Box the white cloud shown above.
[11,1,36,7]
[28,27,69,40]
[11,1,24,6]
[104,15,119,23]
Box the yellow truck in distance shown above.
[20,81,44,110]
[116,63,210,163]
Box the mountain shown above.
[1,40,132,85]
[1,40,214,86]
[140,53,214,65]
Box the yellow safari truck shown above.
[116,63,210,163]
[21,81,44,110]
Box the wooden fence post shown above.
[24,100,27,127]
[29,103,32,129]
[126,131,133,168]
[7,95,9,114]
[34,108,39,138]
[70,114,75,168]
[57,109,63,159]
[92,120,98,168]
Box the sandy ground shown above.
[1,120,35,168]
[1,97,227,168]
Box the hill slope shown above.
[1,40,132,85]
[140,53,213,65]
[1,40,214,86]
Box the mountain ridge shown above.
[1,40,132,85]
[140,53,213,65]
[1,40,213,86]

:: TASK GOAL ::
Every line from the one containing "Box the yellow safari truck shown above." through the end of the material above should be retyped exactly; please include nothing else.

:: FINISHED TASK ::
Box the yellow safari truck shown above.
[116,63,210,163]
[21,81,44,110]
Box the wooden fence post shown above.
[24,100,27,127]
[29,103,32,129]
[126,131,133,168]
[7,95,9,114]
[34,108,39,138]
[70,114,75,168]
[57,109,63,159]
[92,120,98,168]
Box the sandy ground shown above.
[1,120,35,168]
[1,97,227,168]
Box the hill slope shown above.
[1,40,132,85]
[140,53,213,65]
[1,40,214,86]
Box the mountain ridge shown above.
[1,40,132,85]
[140,53,213,65]
[1,40,213,86]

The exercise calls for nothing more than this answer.